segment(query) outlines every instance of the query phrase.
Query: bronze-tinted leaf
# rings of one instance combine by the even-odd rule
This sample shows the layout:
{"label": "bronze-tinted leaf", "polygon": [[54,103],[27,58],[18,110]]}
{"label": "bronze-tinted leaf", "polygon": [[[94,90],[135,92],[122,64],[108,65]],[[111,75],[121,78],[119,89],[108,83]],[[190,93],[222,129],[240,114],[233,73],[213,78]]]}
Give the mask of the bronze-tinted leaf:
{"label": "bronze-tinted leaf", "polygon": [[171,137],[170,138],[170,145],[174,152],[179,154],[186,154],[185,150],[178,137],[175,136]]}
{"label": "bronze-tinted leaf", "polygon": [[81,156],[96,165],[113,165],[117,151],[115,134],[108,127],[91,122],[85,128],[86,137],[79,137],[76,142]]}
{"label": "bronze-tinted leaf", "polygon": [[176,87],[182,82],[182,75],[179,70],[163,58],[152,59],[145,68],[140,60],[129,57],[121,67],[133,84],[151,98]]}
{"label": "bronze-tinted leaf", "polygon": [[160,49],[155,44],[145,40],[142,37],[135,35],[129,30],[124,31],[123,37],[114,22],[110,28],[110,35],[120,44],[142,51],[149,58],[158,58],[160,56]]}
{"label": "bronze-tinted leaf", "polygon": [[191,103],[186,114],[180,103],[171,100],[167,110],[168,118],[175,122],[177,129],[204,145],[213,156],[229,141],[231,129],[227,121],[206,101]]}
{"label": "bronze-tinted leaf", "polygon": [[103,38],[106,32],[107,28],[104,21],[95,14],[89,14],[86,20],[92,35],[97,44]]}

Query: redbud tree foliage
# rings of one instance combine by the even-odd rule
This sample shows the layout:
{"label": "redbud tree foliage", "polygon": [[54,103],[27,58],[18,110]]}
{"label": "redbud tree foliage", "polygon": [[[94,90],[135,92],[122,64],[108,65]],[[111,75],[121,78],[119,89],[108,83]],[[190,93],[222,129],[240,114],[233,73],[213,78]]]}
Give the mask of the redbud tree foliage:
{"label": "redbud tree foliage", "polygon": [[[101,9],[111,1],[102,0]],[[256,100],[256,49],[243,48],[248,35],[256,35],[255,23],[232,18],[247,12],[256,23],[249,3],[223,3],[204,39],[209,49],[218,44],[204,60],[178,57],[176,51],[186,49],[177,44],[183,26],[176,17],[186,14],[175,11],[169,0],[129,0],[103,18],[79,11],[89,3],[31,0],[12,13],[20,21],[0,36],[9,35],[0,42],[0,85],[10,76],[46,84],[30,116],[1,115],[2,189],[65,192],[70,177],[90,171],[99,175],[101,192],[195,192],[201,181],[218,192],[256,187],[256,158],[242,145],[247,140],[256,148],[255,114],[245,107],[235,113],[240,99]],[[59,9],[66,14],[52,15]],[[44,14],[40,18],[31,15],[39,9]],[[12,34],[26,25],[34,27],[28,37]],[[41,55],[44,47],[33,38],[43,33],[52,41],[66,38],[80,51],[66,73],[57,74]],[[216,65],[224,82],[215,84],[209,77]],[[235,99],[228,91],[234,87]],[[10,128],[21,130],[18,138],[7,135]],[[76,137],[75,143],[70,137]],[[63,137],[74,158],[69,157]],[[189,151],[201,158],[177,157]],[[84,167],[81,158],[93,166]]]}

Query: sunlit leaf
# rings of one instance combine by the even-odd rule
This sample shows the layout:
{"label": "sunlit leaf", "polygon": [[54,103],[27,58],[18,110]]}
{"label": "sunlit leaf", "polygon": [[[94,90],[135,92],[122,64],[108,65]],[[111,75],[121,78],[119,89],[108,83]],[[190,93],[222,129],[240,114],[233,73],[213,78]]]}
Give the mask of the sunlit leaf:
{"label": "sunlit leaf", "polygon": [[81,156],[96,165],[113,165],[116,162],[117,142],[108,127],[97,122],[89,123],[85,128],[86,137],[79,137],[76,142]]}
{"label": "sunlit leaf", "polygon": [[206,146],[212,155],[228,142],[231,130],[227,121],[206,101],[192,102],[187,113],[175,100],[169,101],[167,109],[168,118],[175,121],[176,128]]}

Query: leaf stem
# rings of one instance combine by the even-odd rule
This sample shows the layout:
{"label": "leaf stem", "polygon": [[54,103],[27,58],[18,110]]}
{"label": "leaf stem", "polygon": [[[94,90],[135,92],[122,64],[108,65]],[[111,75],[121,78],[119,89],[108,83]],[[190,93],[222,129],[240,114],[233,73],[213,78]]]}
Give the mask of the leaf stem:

* * *

* **GIVEN REQUEST**:
Output every line of the entries above as a Markdown table with the columns "Row" and "Entry line," numbering the rows in order and leaving out blank lines.

* **FULL SOLUTION**:
| Row | Entry line |
|---|---|
| 1 | segment(query) outlines every instance of the query phrase. |
| 2 | Query: bronze-tinted leaf |
| 3 | # rings of one instance combine by the even-odd rule |
| 4 | This sample shows the layout: |
| 5 | {"label": "bronze-tinted leaf", "polygon": [[54,103],[27,58],[18,110]]} |
| 6 | {"label": "bronze-tinted leaf", "polygon": [[[94,90],[135,92],[122,64],[108,65]],[[111,75],[121,78],[119,89],[108,83]],[[190,93],[222,129],[240,114],[233,73],[213,78]]]} |
| 7 | Give the mask of the bronze-tinted leaf: |
| 8 | {"label": "bronze-tinted leaf", "polygon": [[171,137],[170,138],[170,145],[174,152],[179,154],[186,154],[185,150],[178,137],[175,136]]} |
| 9 | {"label": "bronze-tinted leaf", "polygon": [[81,156],[96,165],[113,165],[117,151],[115,134],[108,127],[91,122],[85,128],[86,137],[79,137],[76,142]]} |
| 10 | {"label": "bronze-tinted leaf", "polygon": [[176,87],[182,82],[182,75],[179,70],[163,58],[152,59],[145,68],[140,60],[129,57],[121,67],[133,84],[151,98]]} |
| 11 | {"label": "bronze-tinted leaf", "polygon": [[160,49],[155,44],[145,40],[142,37],[135,35],[129,30],[124,31],[123,37],[114,22],[110,28],[110,35],[120,44],[142,51],[149,58],[158,58],[160,56]]} |
| 12 | {"label": "bronze-tinted leaf", "polygon": [[191,103],[186,114],[180,103],[171,100],[167,110],[168,118],[175,122],[177,129],[204,145],[213,156],[229,141],[231,129],[227,121],[206,101]]} |
| 13 | {"label": "bronze-tinted leaf", "polygon": [[103,38],[106,32],[107,28],[104,21],[95,14],[89,14],[86,20],[92,35],[97,44]]} |
| 14 | Query: redbud tree foliage |
| 15 | # rings of one instance combine by the even-odd rule |
| 16 | This sample shows the layout: |
| 17 | {"label": "redbud tree foliage", "polygon": [[54,103],[27,58],[18,110]]} |
| 18 | {"label": "redbud tree foliage", "polygon": [[[94,90],[135,92],[122,64],[108,65]],[[111,75],[121,78],[119,89],[108,83]],[[190,93],[222,129],[240,114],[233,73],[213,78]]]} |
| 19 | Give the mask of the redbud tree foliage: |
| 20 | {"label": "redbud tree foliage", "polygon": [[[101,9],[111,1],[102,0]],[[256,100],[256,49],[243,48],[248,35],[256,35],[255,23],[232,18],[247,12],[256,23],[249,3],[223,3],[204,39],[209,49],[218,44],[204,60],[178,57],[176,51],[186,49],[177,44],[183,26],[176,17],[186,14],[175,11],[169,0],[129,0],[103,18],[79,11],[89,3],[31,0],[12,13],[20,21],[0,36],[9,35],[0,42],[0,85],[10,76],[46,84],[30,116],[1,115],[2,189],[65,192],[70,177],[90,171],[99,175],[101,192],[195,192],[201,181],[218,192],[256,187],[256,158],[242,145],[247,140],[256,148],[255,114],[245,107],[235,113],[240,99]],[[59,9],[66,14],[52,15]],[[44,14],[40,18],[31,15],[39,9]],[[12,34],[26,25],[34,27],[28,37]],[[41,55],[44,47],[33,38],[43,33],[52,41],[66,38],[80,51],[66,73],[57,74]],[[216,65],[224,82],[215,84],[209,77]],[[235,99],[228,91],[234,87]],[[10,128],[21,130],[18,138],[7,135]],[[76,137],[75,143],[70,137]],[[63,137],[74,158],[69,157]],[[189,151],[201,158],[177,157]],[[84,167],[81,158],[93,166]]]} |
| 21 | Query: sunlit leaf |
| 22 | # rings of one instance combine by the even-odd rule |
| 23 | This sample shows the layout: |
| 24 | {"label": "sunlit leaf", "polygon": [[54,103],[27,58],[18,110]]} |
| 25 | {"label": "sunlit leaf", "polygon": [[[94,90],[135,92],[122,64],[108,65]],[[111,75],[121,78],[119,89],[108,83]],[[190,93],[222,129],[240,114],[233,73],[213,78]]]} |
| 26 | Give the mask of the sunlit leaf: |
| 27 | {"label": "sunlit leaf", "polygon": [[81,156],[96,165],[113,165],[116,162],[117,142],[108,127],[97,122],[89,123],[85,128],[86,137],[79,137],[76,142]]} |
| 28 | {"label": "sunlit leaf", "polygon": [[206,146],[212,155],[228,142],[231,130],[227,121],[206,101],[192,102],[187,113],[175,100],[169,101],[167,109],[168,118],[175,121],[176,128]]} |
| 29 | Query: leaf stem |
| 30 | # rings of one instance combine by the even-odd rule |
| 31 | This sample shows the layout: |
| 32 | {"label": "leaf stem", "polygon": [[54,103],[27,58],[18,110]]} |
| 33 | {"label": "leaf stem", "polygon": [[[94,90],[135,92],[122,64],[108,65]],[[111,75],[121,78],[119,89],[108,83]],[[190,93],[222,129],[240,114],[233,73],[213,78]]]} |
| 34 | Give the mask of the leaf stem: |